(List of tasks):
**A.** Answer these from the article on adding a race distance:
(i) What animal does the article compare good race directors to?
(ii) What shorter run could an established 5K add?
(iii) Why will each runner in an added distance be more profitable?
**B.** Carry on the article on adding a race distance, starting after its last sentence.

(Text to read):
▼

A lot of work goes into putting on a running event. Even the simplest ones still involve careful attention to a multitude of details your participants will never know about. Good RDs are a bit like ducks- calm and unruffled looking above the water but paddling like heck below!
Now that you have done all the heavy lifting to set up your event, have you considered adding another distance? Offering a second race option won't double the effort. A marginal increase in workload can mean a much higher yield of participants.
An established 5K could add a 1-mile Fun Run or Kids Run. You may want to offer the kids run for free. By offering it as a no-cost option, it may encourage participants to make your event a family affair. Kids love to watch mom or dad run a race but it's even more fun if they have an event of their own. The course can be an out-and-back on your already established course, The distance doesn't matter as much as the energy for them the finish line! Be sure to have a low-cost finisher's award for kids. You just might help inspire the next Prefontaine to take up running.
Of course the primary motivation for adding another option is to increase participation numbers and ultimately increase revenue. Every runner you can add to an additional race distance will be more profitable as most of your fixed costs are already covered.

▲

(Raw data):
▼

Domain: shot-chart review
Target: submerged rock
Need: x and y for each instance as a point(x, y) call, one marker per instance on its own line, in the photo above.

▲

(Results for each task):
**A.**
(i) Ducks.
(ii) A 1-mile Fun Run or Kids Run.
(iii) Because most of the fixed costs are already covered.

**B.**
You can add a shorter distance to an already established longer distance event. Add a 5k distance to a 10k race. You now have an option for people who may not be ready quite yet for the longer event, but can move up next year. Half marathons can easily add 10k's and so on. As your event grows, you can keep adding to the lineup and create something for just about everyone in your demographic.
Adding longer distances to an established race works too. And while it could be more work than going to shorter options, you'll also find it's not twice the work. One option is to use a loop format such that a 10K is two loops of the 5k.
Or, offer an uncommon distance. Offer a 2 miler or 8k or a 7.4k for 4th of July. Chances are, it'll be a PR for most people since they won't have a recorded time for that distance.
Another approach is to add a an optional non-running event to an existing race. An example is a Run + Press or Run + Curl where the run time is reduced by some multiple of the number of bench presses or curls or other measurable lift that is performed. These encourage non-traditional runners who have other athletic gifts. It also adds to the finish line excitement for the crowd.
And then there's the whole beer mile, taco run, donut run, <insert other non-run-friendly food name> run. And virtual races! We could go on and on...
Whatever new event classes you decide to add, be sure to let your past participants know about it in a personalized way. Consider your pricing strategy and the geographic target area for that particular race distance.
With some creative thinking you can expand on your already successful formula to reach new participants. Have questions about your race ideas or the tools we offer to support you? Contact us at firstname.lastname@example.org.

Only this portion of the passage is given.